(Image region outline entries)
--- Start ---
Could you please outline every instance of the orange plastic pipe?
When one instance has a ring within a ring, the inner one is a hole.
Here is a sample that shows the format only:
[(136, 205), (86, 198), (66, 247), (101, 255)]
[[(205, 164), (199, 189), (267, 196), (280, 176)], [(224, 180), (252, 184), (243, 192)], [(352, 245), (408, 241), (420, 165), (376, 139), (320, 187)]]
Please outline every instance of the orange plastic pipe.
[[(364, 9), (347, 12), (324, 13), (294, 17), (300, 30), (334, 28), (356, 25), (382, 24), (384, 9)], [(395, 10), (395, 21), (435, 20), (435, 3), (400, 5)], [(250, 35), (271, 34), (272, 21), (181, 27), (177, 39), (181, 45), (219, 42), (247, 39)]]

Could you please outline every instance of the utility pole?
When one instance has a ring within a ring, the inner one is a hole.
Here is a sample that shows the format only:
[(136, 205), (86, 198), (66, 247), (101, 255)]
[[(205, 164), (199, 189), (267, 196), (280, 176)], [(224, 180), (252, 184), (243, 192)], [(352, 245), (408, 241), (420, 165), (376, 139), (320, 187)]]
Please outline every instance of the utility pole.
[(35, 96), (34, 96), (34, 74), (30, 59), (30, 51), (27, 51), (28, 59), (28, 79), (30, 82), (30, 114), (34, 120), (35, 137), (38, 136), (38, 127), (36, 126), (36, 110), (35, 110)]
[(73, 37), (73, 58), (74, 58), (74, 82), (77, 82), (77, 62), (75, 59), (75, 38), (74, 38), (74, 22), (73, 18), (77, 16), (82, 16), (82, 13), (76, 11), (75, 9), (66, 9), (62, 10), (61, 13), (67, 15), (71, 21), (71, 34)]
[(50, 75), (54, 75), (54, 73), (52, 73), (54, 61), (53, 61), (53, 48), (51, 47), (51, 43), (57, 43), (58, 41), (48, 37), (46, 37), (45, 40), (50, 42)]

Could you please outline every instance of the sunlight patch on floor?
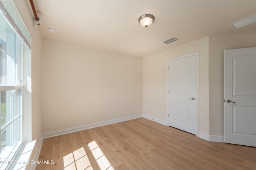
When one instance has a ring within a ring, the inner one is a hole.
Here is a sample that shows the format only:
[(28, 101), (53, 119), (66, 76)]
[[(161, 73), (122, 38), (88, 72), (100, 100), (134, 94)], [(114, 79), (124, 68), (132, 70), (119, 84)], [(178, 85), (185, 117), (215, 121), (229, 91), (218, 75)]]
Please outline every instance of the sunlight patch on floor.
[(95, 141), (88, 143), (88, 146), (101, 170), (114, 170)]
[(83, 147), (63, 157), (64, 169), (92, 170)]

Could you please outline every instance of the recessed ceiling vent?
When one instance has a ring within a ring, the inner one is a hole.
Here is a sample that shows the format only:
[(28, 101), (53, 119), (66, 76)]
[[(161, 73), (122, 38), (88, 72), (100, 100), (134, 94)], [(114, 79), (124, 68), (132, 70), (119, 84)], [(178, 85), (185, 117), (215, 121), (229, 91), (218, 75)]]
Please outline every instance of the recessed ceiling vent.
[(167, 40), (165, 41), (163, 43), (165, 43), (166, 44), (169, 44), (169, 43), (172, 43), (172, 42), (175, 41), (177, 41), (178, 39), (179, 39), (174, 37), (172, 38), (171, 38), (169, 39), (167, 39)]

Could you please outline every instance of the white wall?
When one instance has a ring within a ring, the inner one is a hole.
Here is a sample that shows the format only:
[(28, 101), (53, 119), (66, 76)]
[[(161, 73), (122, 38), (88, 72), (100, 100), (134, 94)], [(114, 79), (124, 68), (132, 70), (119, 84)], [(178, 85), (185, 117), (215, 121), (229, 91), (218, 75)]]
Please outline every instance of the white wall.
[(143, 114), (167, 120), (167, 59), (197, 51), (199, 52), (199, 131), (209, 134), (208, 37), (143, 58)]
[(255, 47), (256, 40), (256, 33), (210, 37), (209, 74), (211, 135), (224, 135), (224, 50)]
[(43, 132), (142, 113), (142, 59), (46, 39), (42, 51)]

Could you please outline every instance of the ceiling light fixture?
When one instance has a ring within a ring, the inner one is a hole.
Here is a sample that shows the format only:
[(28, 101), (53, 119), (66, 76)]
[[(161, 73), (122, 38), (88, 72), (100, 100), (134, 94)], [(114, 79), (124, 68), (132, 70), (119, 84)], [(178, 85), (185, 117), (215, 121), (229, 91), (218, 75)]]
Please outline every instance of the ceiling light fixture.
[(173, 41), (177, 41), (178, 39), (179, 39), (173, 37), (172, 38), (171, 38), (170, 39), (167, 39), (167, 40), (165, 41), (164, 41), (163, 42), (163, 43), (165, 43), (166, 44), (169, 44), (169, 43), (172, 43)]
[(142, 26), (147, 28), (150, 26), (155, 20), (155, 17), (151, 14), (145, 14), (140, 16), (138, 21)]
[(54, 32), (56, 31), (56, 30), (53, 28), (48, 28), (48, 30), (49, 30), (49, 31), (51, 32)]
[(231, 27), (234, 29), (239, 28), (256, 23), (256, 14), (246, 18), (230, 23)]

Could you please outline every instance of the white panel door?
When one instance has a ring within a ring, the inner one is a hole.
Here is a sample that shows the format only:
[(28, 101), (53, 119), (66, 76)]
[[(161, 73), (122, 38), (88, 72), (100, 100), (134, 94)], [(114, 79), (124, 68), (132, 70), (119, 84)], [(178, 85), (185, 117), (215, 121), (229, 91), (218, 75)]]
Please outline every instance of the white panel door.
[(196, 134), (198, 53), (169, 61), (169, 125)]
[(256, 47), (224, 55), (225, 142), (256, 147)]

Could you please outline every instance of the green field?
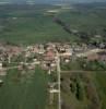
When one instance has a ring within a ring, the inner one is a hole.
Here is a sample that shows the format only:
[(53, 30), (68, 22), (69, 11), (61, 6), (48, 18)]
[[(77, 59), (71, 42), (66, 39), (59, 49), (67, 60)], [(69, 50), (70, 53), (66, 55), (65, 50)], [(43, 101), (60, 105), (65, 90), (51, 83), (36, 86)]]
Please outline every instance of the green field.
[(48, 77), (44, 71), (11, 70), (0, 86), (0, 109), (46, 109)]
[(48, 10), (61, 10), (56, 15), (70, 28), (87, 33), (105, 34), (106, 10), (63, 10), (55, 5), (5, 5), (0, 8), (0, 40), (14, 44), (35, 44), (46, 41), (74, 41), (79, 37), (70, 35), (54, 22)]

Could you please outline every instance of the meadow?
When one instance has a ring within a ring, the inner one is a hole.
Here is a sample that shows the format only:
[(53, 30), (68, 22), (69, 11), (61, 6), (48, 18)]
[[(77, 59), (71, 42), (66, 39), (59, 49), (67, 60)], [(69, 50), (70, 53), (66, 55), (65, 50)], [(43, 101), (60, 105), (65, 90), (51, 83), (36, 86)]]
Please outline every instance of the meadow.
[(0, 86), (0, 109), (46, 109), (47, 105), (46, 72), (36, 68), (35, 71), (8, 71)]
[[(48, 14), (49, 10), (61, 10)], [(105, 34), (105, 9), (61, 9), (56, 5), (3, 5), (0, 8), (0, 40), (14, 44), (35, 44), (47, 41), (79, 41), (80, 38), (67, 33), (54, 22), (61, 19), (70, 26), (86, 33)]]

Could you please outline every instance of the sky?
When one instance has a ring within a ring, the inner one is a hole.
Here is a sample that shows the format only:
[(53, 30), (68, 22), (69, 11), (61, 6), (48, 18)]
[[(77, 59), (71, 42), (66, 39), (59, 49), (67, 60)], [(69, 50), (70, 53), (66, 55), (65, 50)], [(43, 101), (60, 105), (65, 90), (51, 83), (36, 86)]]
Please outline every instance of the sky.
[(24, 3), (24, 2), (35, 2), (35, 3), (59, 3), (59, 2), (106, 2), (106, 0), (0, 0), (0, 3)]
--- End ---
- **TASK TO CARRY OUT**: Return the entries above line for line with no changes, leaving out the pictures.

- **RIGHT ANSWER**:
Could you please outline every instance of the orange plastic pipe?
When one instance has a ring within a ring, the inner one is a hole.
Here is a sample that shows the format only:
[(136, 205), (86, 198), (66, 247), (101, 255)]
[[(205, 164), (199, 189), (267, 196), (280, 176)], [(224, 180), (252, 184), (243, 192)], [(352, 245), (408, 241), (420, 165), (376, 139), (320, 187)]]
Please outline every instance of the orange plastic pipe.
[[(364, 9), (347, 12), (324, 13), (294, 17), (300, 30), (334, 28), (356, 25), (382, 24), (384, 9)], [(395, 10), (395, 21), (435, 20), (435, 3), (400, 5)], [(250, 35), (271, 34), (272, 21), (181, 27), (177, 39), (181, 45), (219, 42), (247, 39)]]

Could you please outline every instance of the utility pole?
When one instance has a ring within a ring, the inner one is a hole.
Here is a sample that shows the format only:
[(136, 205), (86, 198), (66, 247), (101, 255)]
[[(205, 164), (199, 189), (267, 196), (280, 176)], [(224, 180), (252, 184), (243, 192)], [(352, 245), (408, 241), (420, 165), (376, 139), (320, 187)]]
Please outline every instance of the utility pole.
[(35, 96), (34, 96), (34, 74), (30, 59), (30, 51), (27, 51), (28, 59), (28, 79), (30, 82), (30, 114), (34, 120), (35, 137), (38, 136), (38, 127), (36, 126), (36, 110), (35, 110)]
[(73, 37), (73, 58), (74, 58), (74, 82), (77, 82), (77, 62), (75, 59), (75, 38), (74, 38), (74, 22), (73, 18), (77, 16), (82, 16), (82, 13), (76, 11), (75, 9), (66, 9), (62, 10), (61, 13), (67, 15), (71, 21), (71, 34)]
[(50, 75), (54, 75), (54, 73), (52, 73), (54, 61), (53, 61), (53, 48), (51, 47), (51, 43), (57, 43), (58, 41), (48, 37), (46, 37), (45, 40), (50, 42)]

Could you please outline every instance of the sunlight patch on floor?
When one instance has a ring within a ring, the inner one is a hole.
Here is a sample that shows the format only:
[(28, 101), (53, 119), (66, 76)]
[[(161, 73), (122, 38), (88, 72), (100, 100), (134, 94)], [(114, 79), (124, 68), (132, 70), (119, 84)], [(178, 85), (185, 117), (215, 121), (229, 91), (218, 75)]]
Please outline every instance of the sunlight patch on floor.
[(95, 141), (88, 143), (88, 146), (101, 170), (114, 170)]
[(83, 147), (63, 157), (64, 169), (92, 170)]

Could you please outline every instance of the recessed ceiling vent?
When one instance has a ring within a ring, the inner one is a hole.
Here is a sample that shows the format only:
[(28, 101), (53, 119), (66, 76)]
[[(161, 73), (122, 38), (88, 72), (100, 100), (134, 94)], [(114, 79), (124, 68), (132, 70), (119, 84)], [(178, 85), (185, 117), (215, 121), (229, 91), (218, 75)]]
Please outline every instance of the recessed ceiling vent.
[(167, 40), (165, 41), (163, 43), (165, 43), (166, 44), (169, 44), (169, 43), (172, 43), (172, 42), (175, 41), (177, 41), (178, 39), (179, 39), (174, 37), (172, 38), (171, 38), (169, 39), (167, 39)]

Could you please outline every instance of the white wall?
When one instance has a ring within a ring, the inner one is a hole.
Here is a sample that shows the format only:
[(28, 101), (53, 119), (66, 76)]
[[(161, 73), (122, 38), (88, 72), (100, 100), (134, 94)], [(114, 79), (124, 68), (132, 70), (119, 84)], [(178, 85), (185, 117), (215, 121), (229, 91), (218, 75)]]
Please outline every instance of the white wall.
[(143, 114), (167, 120), (167, 59), (197, 51), (199, 52), (199, 131), (209, 134), (208, 37), (143, 58)]
[(255, 47), (256, 40), (256, 33), (210, 37), (209, 74), (211, 135), (224, 135), (224, 50)]
[(43, 132), (142, 113), (142, 59), (46, 39), (42, 51)]

Could you please outline every instance of the ceiling light fixture?
When one instance has a ring within a ring, the inner one is a hole.
Here is a sample that shows the format only:
[(28, 101), (53, 119), (66, 76)]
[[(161, 73), (122, 38), (88, 72), (100, 100), (134, 94)], [(114, 79), (124, 68), (132, 70), (119, 84)], [(178, 85), (185, 117), (215, 121), (229, 91), (218, 75)]]
Please outline every instance of the ceiling light fixture.
[(173, 41), (177, 41), (178, 39), (179, 39), (173, 37), (172, 38), (171, 38), (170, 39), (167, 39), (167, 40), (165, 41), (164, 41), (163, 42), (163, 43), (165, 43), (166, 44), (169, 44), (169, 43), (172, 43)]
[(142, 26), (147, 28), (150, 26), (155, 20), (155, 17), (151, 14), (145, 14), (140, 16), (138, 21)]
[(54, 32), (56, 31), (56, 30), (53, 28), (48, 28), (48, 30), (49, 30), (49, 31), (51, 32)]
[(231, 27), (234, 29), (239, 28), (256, 23), (256, 14), (246, 18), (230, 23)]

Could you please outline every instance of the white panel door?
When one instance has a ring within a ring, the inner one is a hole.
Here is a sample that shows the format only:
[(28, 101), (53, 119), (66, 76)]
[[(161, 73), (122, 38), (88, 72), (100, 100), (134, 94)], [(114, 79), (124, 68), (132, 70), (119, 84)], [(178, 85), (185, 117), (215, 121), (229, 91), (218, 75)]]
Please outline every instance of the white panel door.
[(196, 134), (198, 53), (169, 61), (169, 125)]
[(256, 47), (224, 55), (225, 142), (256, 147)]

Could you please outline every instance of the green field?
When one instance has a ring within a ring, the inner one is a hole.
Here is a sample that shows the format only:
[(53, 30), (68, 22), (69, 11), (61, 6), (48, 18)]
[[(77, 59), (71, 42), (66, 39), (59, 49), (67, 60)], [(69, 50), (70, 53), (66, 55), (65, 50)], [(43, 101), (60, 105), (65, 90), (51, 83), (36, 86)]]
Please outline every instance of the green field.
[(48, 77), (44, 71), (11, 70), (0, 86), (0, 109), (46, 109)]
[(48, 10), (61, 10), (56, 15), (70, 28), (87, 33), (105, 34), (106, 10), (63, 10), (55, 5), (5, 5), (0, 8), (0, 40), (14, 44), (35, 44), (46, 41), (74, 41), (79, 37), (70, 35), (54, 22)]

Could you please outline every instance of the meadow?
When one instance has a ring within a ring, the inner one is a hole.
Here is a sample that shows the format only:
[(53, 30), (68, 22), (69, 11), (61, 6), (48, 18)]
[[(77, 59), (71, 42), (66, 39), (59, 49), (67, 60)], [(69, 50), (70, 53), (66, 55), (65, 50)], [(43, 101), (60, 105), (65, 90), (51, 83), (36, 86)]]
Please outline every instance of the meadow.
[(0, 86), (0, 109), (46, 109), (47, 105), (46, 72), (36, 68), (35, 71), (8, 71)]
[[(48, 14), (49, 10), (61, 10)], [(105, 34), (105, 9), (61, 9), (56, 5), (3, 5), (0, 8), (0, 40), (14, 44), (35, 44), (47, 41), (79, 41), (80, 38), (67, 33), (54, 22), (61, 19), (70, 26), (86, 33)]]

Could you please outline every instance of the sky?
When one instance has a ring within a ring, the inner one is a hole.
Here is a sample that shows the format only:
[(53, 30), (68, 22), (69, 11), (61, 6), (48, 18)]
[[(77, 59), (71, 42), (66, 39), (59, 49), (67, 60)], [(69, 50), (70, 53), (66, 55), (65, 50)], [(43, 101), (60, 105), (65, 90), (51, 83), (36, 86)]]
Please outline every instance of the sky.
[(24, 3), (24, 2), (35, 2), (35, 3), (59, 3), (59, 2), (106, 2), (106, 0), (0, 0), (0, 3)]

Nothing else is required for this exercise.